In the Korn shell, like in the Bourne shell, quotes and backticks (the archaic form of command substitution) can be unmatched, and you have to help the tokeniser to tell where backticks end. Inside backticks there's another level of backslash processing.

 echo "`date"

works and is the same as:

 echo "`date`"
 echo "$(date)"

And:

 echo `echo "foo`

works and is the same as:

 echo `echo "foo"`
 echo $(echo "foo")

If you do:

 grep "`date +"%b %d"`"

That's taken as a `grep` word and then <code>"\`date +"</code> (unclosed backticks inside double quotes) concatenated with `%b` and then `%d` concatenated with another unclosed backticks inside double-quotes: <code>"\`"</code>. So it's like

 grep "$(date +)"%b %d"$()"

(except that for some reason, while <code>echo "\`\`"</code> or `echo "$()"` would not cause an error, in <code>echo "\`"</code>, the shell will try to execute a command with an empty name (as if you had written `echo "$("")"`).

So here, you need to use backslash to help the parser:

 grep "`date +\"%b %d\"`"

> **Task statement**:
Copy out, word for word, the portion of the Korn shell backtick explanation that opens with the words "In the Korn" and closes with "of backslash processing.".

(Image point annotation entries)
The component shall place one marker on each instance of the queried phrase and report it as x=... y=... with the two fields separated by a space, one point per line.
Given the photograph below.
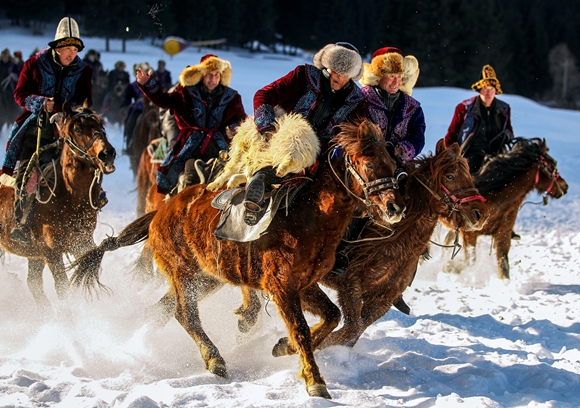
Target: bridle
x=453 y=203
x=368 y=187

> **The result**:
In the Korn shell, like in the Bourne shell, quotes and backticks (the archaic form of command substitution) can be unmatched, and you have to help the tokeniser to tell where backticks end. Inside backticks there's another level of backslash processing.